===== Texte fourni

Wikileaks semble être devenu une autre nébuleuse qu’on n’arrive pas à arrêter, comme Al-Qaïda. Vous me direz que c’est parce que des gens copient le site. Je sais. Mais l’information, elle, comment se fait-il qu’elle continue de couler? D’où arrive-t-elle? Pourquoi n'arrive-t-on pas à colmater la brèche? Le site Wikileaks est peut-être utile pour renforcer, dans l’esprit des gens, divers préjugés à propos des mauvais clients de l’Empire. Certains ont déjà souligné qu’Israël était complètement épargné par les «révélations». Mais, selon moi, Wikileaks est utile surtout pour détourner l’attention des médias et du public, à l’instar du bruit de fond synthétique permettant au sous-marin furtif d’échapper à ses poursuivants. Des bruits de botte passent inaperçus. J’y reviendrai dans les autres articles de la présente série.
----------
[Commentaire ajouté le 11 décembre à 14 heures] Je comprends très bien le principe Internet de la bête qui est lâchée, qui se multiplie et qui devient insaisissable. Je sais très bien qu’on ne peut pas arrêter la propagation de l’information dans Internet, une fois qu’elle s’y trouve. Néanmoins, il a bien fallu qu’une personne l’y mette au départ. Or, il est pour le moins étrange qu’on sache très bien que cette personne existe, qu’elle figure parmi un petit nombre de responsables ayant un accès privilégié aux systèmes informatiques du Département d’État, que ces systèmes soient protégés par des mécanismes sophistiqués de contrôle et de suivi des accès, mais qu’on n’arrive pas à mettre la main au collet de cette personne, après plusieurs mois.
En outre, ce ne sont ni Wikileaks, ni ses adeptes, ni d’autres sites Internet qui font la force de la rumeur, mais bien les médias. Peu de gens ont consulté le site Wikileaks lui-même, et encore moins examiné son contenu en détail. La très vaste majorité des gens ont entendu parler des notes diplomatiques à cause de ce qu’en disent les médias. Ce sont les grands médias, avec leurs énormes moyens de diffusion, qui sont le catalyseur essentiel de la propagation de l’information et qui lui donnent sa résonance. Dans ce cas, les médias ont accordé une énorme importance à des secrets de polichinelle.

----------
Prochain article: Les rouages de la désinformation et le façonnement des croyances


Laissez un commentaire



10 commentaires

  • Archives de Vigile Répondre

    11 janvier 2011

    Wikileaks : un entourage qui soulève des questions
    http://www.mondialisation.ca/index.php?context=va&aid=22725

  • Archives de Vigile Répondre

    14 décembre 2010

    Merci pour votre commentaire assidu ;
    Je dois vous avouer que vous m’avez devancé !

==========

Consignes de travail
**1.** Répondez aux questions suivantes d’après le texte sur Wikileaks.
(a) Quel pays a été complètement épargné par les « révélations », selon ce que certains ont souligné ?
(b) À quel moment le commentaire a-t-il été ajouté ?
(c) Quel est le titre du prochain article annoncé ?
**2.** Indiquez si chacune des affirmations suivantes concorde avec le texte sur Wikileaks, en répondant par oui ou par non et en citant les mots du texte qui le montrent.
(a) La plupart des gens ont consulté le site Wikileaks et examiné son contenu en détail.
(b) Ce sont les médias qui font la force de la rumeur.
(c) On peut arrêter la propagation de l’information dans Internet une fois qu’elle s’y trouve.
**3.** Reproduisez fidèlement le passage du texte sur Wikileaks compris entre « 11 janvier 2011 » et « m’avez devancé ! », ces deux segments inclus.

===== Extrait de données

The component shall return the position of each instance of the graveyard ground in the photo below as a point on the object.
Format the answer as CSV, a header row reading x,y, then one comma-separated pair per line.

==========

Réponses attendues
**1.**
(a) Israël.
(b) Le 11 décembre à 14 heures.
(c) Les rouages de la désinformation et le façonnement des croyances.

**2.**
(a) Non : « Peu de gens ont consulté le site Wikileaks lui-même, et encore moins examiné son contenu en détail. »
(b) Oui : « ce ne sont ni Wikileaks, ni ses adeptes, ni d’autres sites Internet qui font la force de la rumeur, mais bien les médias. »
(c) Non : « Je sais très bien qu’on ne peut pas arrêter la propagation de l’information dans Internet, une fois qu’elle s’y trouve. »

**3.**
11 janvier 2011

    Wikileaks : un entourage qui soulève des questions
    http://www.mondialisation.ca/index.php?context=va&aid=22725

  • Archives de Vigile Répondre

    14 décembre 2010

    Merci pour votre commentaire assidu ;
    Je dois vous avouer que vous m’avez devancé !